### INPUT MATERIAL:
_ _ _ _ _ _ _

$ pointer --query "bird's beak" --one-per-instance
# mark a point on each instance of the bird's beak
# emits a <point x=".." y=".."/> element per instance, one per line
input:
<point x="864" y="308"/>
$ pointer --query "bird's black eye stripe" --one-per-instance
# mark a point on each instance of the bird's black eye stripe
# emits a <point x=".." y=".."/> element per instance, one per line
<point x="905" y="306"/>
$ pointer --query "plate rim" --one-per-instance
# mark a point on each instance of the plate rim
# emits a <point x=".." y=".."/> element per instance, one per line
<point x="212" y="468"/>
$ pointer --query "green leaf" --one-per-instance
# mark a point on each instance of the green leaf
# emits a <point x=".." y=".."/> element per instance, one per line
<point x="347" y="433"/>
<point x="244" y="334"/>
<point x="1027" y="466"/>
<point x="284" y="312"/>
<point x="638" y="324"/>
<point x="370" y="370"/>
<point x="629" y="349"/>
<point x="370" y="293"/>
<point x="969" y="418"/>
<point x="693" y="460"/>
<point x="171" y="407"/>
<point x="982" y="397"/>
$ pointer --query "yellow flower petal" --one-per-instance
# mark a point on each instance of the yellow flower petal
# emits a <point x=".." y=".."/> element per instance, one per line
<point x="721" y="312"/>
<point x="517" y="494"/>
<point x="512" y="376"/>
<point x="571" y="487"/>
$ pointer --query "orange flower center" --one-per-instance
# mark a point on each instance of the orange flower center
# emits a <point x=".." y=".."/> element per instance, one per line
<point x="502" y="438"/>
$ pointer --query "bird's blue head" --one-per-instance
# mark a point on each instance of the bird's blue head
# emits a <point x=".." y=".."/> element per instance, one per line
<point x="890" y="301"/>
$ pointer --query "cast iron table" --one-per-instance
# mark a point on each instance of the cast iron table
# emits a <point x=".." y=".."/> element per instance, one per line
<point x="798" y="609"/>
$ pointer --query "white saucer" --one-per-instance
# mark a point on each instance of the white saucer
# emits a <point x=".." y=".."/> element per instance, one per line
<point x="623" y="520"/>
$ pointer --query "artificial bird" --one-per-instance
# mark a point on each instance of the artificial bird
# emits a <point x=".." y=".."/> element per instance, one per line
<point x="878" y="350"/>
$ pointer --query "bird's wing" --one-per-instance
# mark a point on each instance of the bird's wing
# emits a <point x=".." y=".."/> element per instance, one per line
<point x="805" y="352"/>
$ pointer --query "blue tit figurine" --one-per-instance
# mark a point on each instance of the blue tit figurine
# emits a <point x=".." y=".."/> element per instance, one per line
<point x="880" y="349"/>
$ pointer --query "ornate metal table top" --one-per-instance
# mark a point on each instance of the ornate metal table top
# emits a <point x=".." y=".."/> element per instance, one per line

_ _ _ _ _ _ _

### AIM OF THE EXERCISE:
Show every line in the items above that contains the word "flower", treating uppercase and lowercase as different.

### EXERCISE SOLUTION:
$ pointer --query "yellow flower petal" --one-per-instance
# mark a point on each instance of the yellow flower petal
$ pointer --query "orange flower center" --one-per-instance
# mark a point on each instance of the orange flower center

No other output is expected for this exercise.